* Begin *
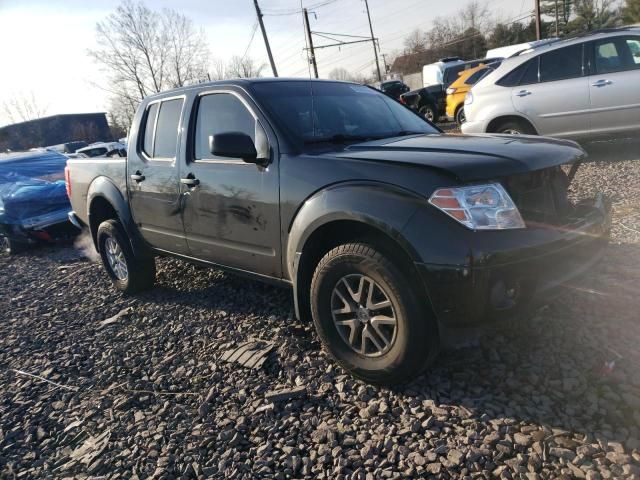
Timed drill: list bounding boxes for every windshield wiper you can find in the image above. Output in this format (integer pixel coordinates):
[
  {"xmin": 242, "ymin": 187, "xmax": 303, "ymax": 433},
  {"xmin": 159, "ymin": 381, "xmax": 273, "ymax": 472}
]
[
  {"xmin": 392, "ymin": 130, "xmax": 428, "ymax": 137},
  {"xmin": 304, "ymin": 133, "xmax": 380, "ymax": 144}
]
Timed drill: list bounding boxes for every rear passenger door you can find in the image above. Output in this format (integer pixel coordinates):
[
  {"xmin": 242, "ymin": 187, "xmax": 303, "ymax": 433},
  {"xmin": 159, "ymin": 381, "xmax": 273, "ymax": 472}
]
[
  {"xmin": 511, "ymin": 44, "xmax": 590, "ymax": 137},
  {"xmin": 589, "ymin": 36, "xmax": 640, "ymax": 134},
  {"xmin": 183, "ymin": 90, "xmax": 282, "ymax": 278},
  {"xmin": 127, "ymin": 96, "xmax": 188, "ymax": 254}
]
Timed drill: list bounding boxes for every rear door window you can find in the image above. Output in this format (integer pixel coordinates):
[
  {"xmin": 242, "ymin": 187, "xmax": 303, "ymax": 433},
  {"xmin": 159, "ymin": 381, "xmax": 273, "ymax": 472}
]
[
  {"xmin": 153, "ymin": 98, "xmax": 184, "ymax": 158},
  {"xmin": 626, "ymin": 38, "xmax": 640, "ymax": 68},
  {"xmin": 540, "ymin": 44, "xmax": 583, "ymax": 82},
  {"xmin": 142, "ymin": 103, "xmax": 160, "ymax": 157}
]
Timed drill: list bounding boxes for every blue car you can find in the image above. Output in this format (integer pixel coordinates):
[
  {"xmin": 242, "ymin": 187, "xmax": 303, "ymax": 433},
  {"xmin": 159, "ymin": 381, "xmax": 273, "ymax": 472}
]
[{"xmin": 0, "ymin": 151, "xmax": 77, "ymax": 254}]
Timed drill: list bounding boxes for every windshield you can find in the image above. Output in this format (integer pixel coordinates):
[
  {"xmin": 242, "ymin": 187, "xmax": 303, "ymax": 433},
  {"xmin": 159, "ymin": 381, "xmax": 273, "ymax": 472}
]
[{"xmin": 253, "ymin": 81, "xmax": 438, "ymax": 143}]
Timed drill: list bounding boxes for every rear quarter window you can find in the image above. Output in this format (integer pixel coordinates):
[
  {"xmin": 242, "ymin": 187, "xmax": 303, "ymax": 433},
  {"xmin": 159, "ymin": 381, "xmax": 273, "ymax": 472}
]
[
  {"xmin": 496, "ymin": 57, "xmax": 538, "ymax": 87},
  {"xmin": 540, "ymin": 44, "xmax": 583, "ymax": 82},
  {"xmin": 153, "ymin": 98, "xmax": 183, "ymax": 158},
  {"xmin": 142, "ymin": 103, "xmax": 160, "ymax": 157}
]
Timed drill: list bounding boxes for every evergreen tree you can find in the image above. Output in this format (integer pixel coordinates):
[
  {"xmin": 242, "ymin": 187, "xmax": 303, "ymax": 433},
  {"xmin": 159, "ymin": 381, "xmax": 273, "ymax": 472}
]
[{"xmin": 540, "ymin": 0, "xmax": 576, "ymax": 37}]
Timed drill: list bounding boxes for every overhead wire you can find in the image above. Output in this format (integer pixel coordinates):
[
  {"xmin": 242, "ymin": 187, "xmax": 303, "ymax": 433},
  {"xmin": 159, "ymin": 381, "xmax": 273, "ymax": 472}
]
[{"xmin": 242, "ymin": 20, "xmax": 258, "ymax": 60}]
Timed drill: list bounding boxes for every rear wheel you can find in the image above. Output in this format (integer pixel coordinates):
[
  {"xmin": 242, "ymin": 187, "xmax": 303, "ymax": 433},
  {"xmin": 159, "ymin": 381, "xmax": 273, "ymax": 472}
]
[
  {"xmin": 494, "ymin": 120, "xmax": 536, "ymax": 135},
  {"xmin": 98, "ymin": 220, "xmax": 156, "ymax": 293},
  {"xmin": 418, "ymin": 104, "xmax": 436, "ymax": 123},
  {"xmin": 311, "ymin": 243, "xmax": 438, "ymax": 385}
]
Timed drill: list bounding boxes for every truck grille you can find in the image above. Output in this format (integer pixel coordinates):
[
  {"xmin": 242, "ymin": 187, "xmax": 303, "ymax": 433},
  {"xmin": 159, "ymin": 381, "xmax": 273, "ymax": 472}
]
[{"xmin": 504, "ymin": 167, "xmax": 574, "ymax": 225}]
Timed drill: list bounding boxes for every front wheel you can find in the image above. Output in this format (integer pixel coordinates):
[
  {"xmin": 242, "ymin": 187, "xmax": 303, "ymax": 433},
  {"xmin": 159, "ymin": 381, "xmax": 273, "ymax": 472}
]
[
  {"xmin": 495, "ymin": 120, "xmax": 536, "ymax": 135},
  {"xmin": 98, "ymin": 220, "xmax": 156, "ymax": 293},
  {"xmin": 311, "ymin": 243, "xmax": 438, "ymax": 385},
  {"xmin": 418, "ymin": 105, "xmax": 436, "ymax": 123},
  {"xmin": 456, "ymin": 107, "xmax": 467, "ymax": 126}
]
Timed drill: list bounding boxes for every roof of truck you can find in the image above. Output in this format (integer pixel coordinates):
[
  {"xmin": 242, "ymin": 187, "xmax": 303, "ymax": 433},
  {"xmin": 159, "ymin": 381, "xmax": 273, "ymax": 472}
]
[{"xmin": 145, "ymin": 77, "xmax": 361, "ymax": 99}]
* End *
Please find every line in the rows above that contains the word "truck" with matching case, and copy each of those lines.

▸ **Problem solution**
Timed drill: list bounding boxes for every truck grille you can find in the image above. Output in this format (integer pixel coordinates):
Timed drill: list bounding boxes for every roof of truck you can find in the image above. Output in this format (integer pixel coordinates):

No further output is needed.